Exercise task
Rewrite the material below, replacing "put one point on every instance" with "place a single point on each instance" everywhere it appears and leaving everything else unchanged. Omit the pictures from your answer.

Provided data
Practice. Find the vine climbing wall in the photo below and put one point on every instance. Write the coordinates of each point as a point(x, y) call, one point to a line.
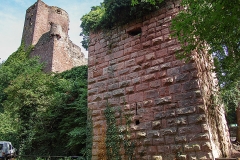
point(172, 103)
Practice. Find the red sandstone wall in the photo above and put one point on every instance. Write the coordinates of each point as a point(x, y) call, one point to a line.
point(141, 75)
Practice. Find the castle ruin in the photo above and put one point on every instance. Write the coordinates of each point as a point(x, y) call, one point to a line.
point(134, 67)
point(46, 27)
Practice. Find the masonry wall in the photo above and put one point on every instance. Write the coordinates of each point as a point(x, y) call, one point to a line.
point(134, 67)
point(46, 27)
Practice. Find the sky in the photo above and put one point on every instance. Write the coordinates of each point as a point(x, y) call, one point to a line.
point(12, 16)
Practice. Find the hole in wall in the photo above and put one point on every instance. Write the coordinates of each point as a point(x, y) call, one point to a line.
point(137, 122)
point(135, 31)
point(59, 11)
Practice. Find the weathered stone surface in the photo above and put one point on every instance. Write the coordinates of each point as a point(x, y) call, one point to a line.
point(166, 98)
point(163, 100)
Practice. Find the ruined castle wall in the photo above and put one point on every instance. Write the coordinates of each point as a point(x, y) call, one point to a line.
point(60, 17)
point(134, 67)
point(41, 25)
point(29, 25)
point(44, 49)
point(46, 27)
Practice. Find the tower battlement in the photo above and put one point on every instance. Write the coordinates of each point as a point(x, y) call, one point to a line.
point(46, 27)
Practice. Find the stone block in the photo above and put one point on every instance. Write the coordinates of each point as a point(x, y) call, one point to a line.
point(189, 67)
point(163, 100)
point(166, 65)
point(113, 86)
point(169, 131)
point(92, 91)
point(182, 77)
point(148, 77)
point(176, 148)
point(152, 69)
point(173, 71)
point(177, 121)
point(142, 86)
point(157, 40)
point(199, 118)
point(129, 90)
point(147, 141)
point(153, 134)
point(206, 147)
point(157, 61)
point(186, 110)
point(151, 94)
point(176, 88)
point(190, 129)
point(156, 124)
point(158, 141)
point(140, 60)
point(141, 134)
point(192, 147)
point(164, 149)
point(190, 85)
point(167, 81)
point(136, 97)
point(147, 44)
point(161, 53)
point(155, 84)
point(118, 92)
point(169, 140)
point(157, 158)
point(181, 139)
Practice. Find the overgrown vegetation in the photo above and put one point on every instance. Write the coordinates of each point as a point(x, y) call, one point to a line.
point(114, 13)
point(43, 114)
point(118, 136)
point(203, 24)
point(214, 25)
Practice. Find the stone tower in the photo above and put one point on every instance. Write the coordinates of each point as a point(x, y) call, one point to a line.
point(134, 68)
point(46, 27)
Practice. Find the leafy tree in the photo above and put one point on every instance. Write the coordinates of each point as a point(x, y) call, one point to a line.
point(42, 114)
point(112, 13)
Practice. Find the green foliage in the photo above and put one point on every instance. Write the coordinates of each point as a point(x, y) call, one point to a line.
point(42, 114)
point(89, 134)
point(118, 136)
point(213, 25)
point(112, 13)
point(153, 2)
point(113, 140)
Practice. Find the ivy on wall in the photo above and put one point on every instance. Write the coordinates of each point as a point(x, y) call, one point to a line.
point(114, 13)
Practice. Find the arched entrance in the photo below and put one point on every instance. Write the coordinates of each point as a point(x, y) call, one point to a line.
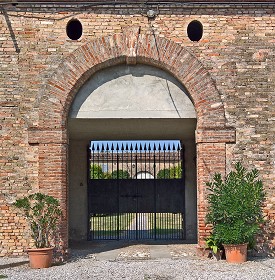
point(212, 134)
point(132, 102)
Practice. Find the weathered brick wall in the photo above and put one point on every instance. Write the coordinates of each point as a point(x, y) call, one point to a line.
point(237, 49)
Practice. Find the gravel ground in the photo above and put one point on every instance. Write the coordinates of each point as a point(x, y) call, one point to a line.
point(83, 265)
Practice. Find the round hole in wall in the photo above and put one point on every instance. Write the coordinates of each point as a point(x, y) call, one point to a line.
point(195, 31)
point(74, 29)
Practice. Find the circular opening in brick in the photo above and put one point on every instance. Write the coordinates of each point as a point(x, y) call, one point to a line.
point(74, 29)
point(195, 31)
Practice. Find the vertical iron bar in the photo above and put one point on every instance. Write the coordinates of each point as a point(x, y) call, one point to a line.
point(88, 192)
point(155, 195)
point(118, 192)
point(183, 181)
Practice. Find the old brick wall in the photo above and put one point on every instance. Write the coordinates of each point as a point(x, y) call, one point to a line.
point(237, 49)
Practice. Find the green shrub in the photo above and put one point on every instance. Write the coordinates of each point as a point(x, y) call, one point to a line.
point(235, 206)
point(43, 213)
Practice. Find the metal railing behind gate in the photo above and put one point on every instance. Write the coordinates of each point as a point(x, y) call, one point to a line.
point(136, 191)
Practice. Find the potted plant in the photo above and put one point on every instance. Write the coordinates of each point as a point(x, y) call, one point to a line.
point(214, 246)
point(235, 210)
point(42, 213)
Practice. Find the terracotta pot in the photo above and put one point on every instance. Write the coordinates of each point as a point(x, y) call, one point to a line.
point(235, 253)
point(40, 257)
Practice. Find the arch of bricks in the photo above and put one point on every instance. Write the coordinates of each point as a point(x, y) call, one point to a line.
point(128, 47)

Result for this exercise
Practice. Find the vine climbing wall in the photo below and place a single point on each instance. Write the coordinates of each point as a point(x, y) call, one point to a line.
point(172, 103)
Practice. Find the red sandstone wall in the photo above and place a single point on each instance. Write the coordinates of each point as a point(x, y) call, one point to a line.
point(141, 75)
Practice. Find the castle ruin in the photo above and place a single point on each instance. Write the coordinates of each point as a point(x, y) call, one point to a line.
point(134, 67)
point(46, 27)
Practice. Find the masonry wall in the photo above and place a single point on each instance. Write the coordinates of each point as a point(x, y) call, one point to a line.
point(134, 67)
point(46, 27)
Practice. Find the sky in the photo above and place a single point on each instance. Write the coordinates of each point as a point(x, y) call, one point to a line.
point(12, 16)
Practice. Find the hole in wall in the photo above and place a single point on each instance. Write the coordinates of each point as a point(x, y) call, one point to a line.
point(137, 122)
point(135, 31)
point(59, 11)
Practice. Find the weathered stone surface in the photo above and place a single point on each instance. Write the coordinates of each point as a point(x, y) call, one point to a line.
point(166, 98)
point(163, 100)
Practice. Find the ruined castle wall in the photo above and place a single point on each instance. Write the coordinates of each point as a point(x, y) call, one point to a line.
point(60, 17)
point(134, 67)
point(41, 25)
point(29, 25)
point(44, 49)
point(46, 27)
Practice. Find the tower battlement in the photo above and place a single point on each instance. Write the coordinates of each point as a point(x, y) call, one point to a line.
point(46, 27)
Practice. Find the stone block in the photo above and place a single point on each instance. Write the coordinates of each point as a point(x, y) call, one point to a line.
point(189, 67)
point(163, 100)
point(166, 65)
point(113, 86)
point(169, 131)
point(92, 91)
point(182, 77)
point(148, 77)
point(176, 148)
point(152, 69)
point(173, 71)
point(177, 121)
point(142, 86)
point(157, 40)
point(199, 118)
point(129, 90)
point(147, 141)
point(153, 134)
point(206, 147)
point(157, 61)
point(186, 110)
point(151, 94)
point(176, 88)
point(190, 129)
point(156, 124)
point(158, 141)
point(140, 60)
point(141, 134)
point(192, 147)
point(164, 149)
point(190, 85)
point(167, 81)
point(136, 97)
point(147, 44)
point(161, 53)
point(155, 84)
point(118, 92)
point(169, 140)
point(157, 158)
point(181, 139)
Practice. Find the overgrown vegetation in the photo above and place a single point on each instance. Write the coordinates of each point as a point(x, y) call, one point to a line.
point(114, 13)
point(43, 114)
point(118, 136)
point(203, 24)
point(214, 25)
Practice. Find the stone tower in the photo above and place a single point on each instance. Write the coordinates of each point as a point(x, y) call, one point to a line.
point(134, 68)
point(46, 27)
Practice. Find the leafy tree in the photo above and place a single point on each instance. Write the coordinates of each point as a point(x, y) call, one point to a line.
point(42, 114)
point(112, 13)
Practice. Find the green foliage in the photo above and place a single point on each instance. Write the coordinates of each point as a point(x, y) call, one point to a line.
point(42, 114)
point(89, 134)
point(118, 136)
point(213, 25)
point(112, 13)
point(153, 2)
point(113, 140)
Practice. Find the ivy on wall in the photo above and place a single point on each instance. Write the coordinates of each point as a point(x, y) call, one point to a line.
point(114, 13)
Practice. Find the arched entrance in the photo below and place a single point on each instance. Write the coordinates of each point as a point(x, y) call, one point to a line.
point(212, 134)
point(132, 102)
Practice. Find the weathered brick wall in the photo above and place a single point on each instance. Write the coordinates of each point as a point(x, y) call, one point to a line.
point(237, 49)
Practice. Find the gravel ground in the photo above and place a single point on each instance. Write the coordinates of each point as a point(x, y) call, one point to a line.
point(83, 265)
Practice. Find the round hole in wall in the photo above and place a single point on each instance. Write the coordinates of each point as a point(x, y) call, one point to a line.
point(195, 31)
point(74, 29)
Practice. Find the circular opening in brick in the photo above and place a single point on each instance. Write the coordinates of each point as a point(x, y) call, one point to a line.
point(74, 29)
point(195, 31)
Practice. Find the vertical iron bar in the photo above and place a single point on each instance. Write the coordinates of each point as a point(x, y) call, one point to a line.
point(88, 192)
point(155, 195)
point(118, 192)
point(183, 181)
Practice. Find the old brick wall in the photo above and place a single point on each instance. Write the coordinates of each point as a point(x, y) call, one point to a line.
point(237, 49)
Practice. Find the green shrub in the photo above and place a single point on each instance. Write the coordinates of each point as a point(x, y) call, one point to a line.
point(235, 206)
point(43, 213)
Practice. Find the metal railing behind gate in the photo above and place a single point on each instance. Write the coordinates of each point as a point(x, y) call, one point to a line.
point(136, 191)
Practice. Find the potted plant in the photo above and place a single point on each instance. Write the coordinates of each point as a point(x, y) call, one point to a line.
point(214, 246)
point(235, 210)
point(42, 213)
Practice. Find the terracotta pot in the photo above and place a single point on each instance. Write the coordinates of each point as a point(x, y) call, one point to a line.
point(235, 253)
point(40, 257)
Practice. Find the arch of bricks in the photo above and place a single point on each instance. Write the coordinates of each point as a point(x, y) call, one point to a line.
point(128, 47)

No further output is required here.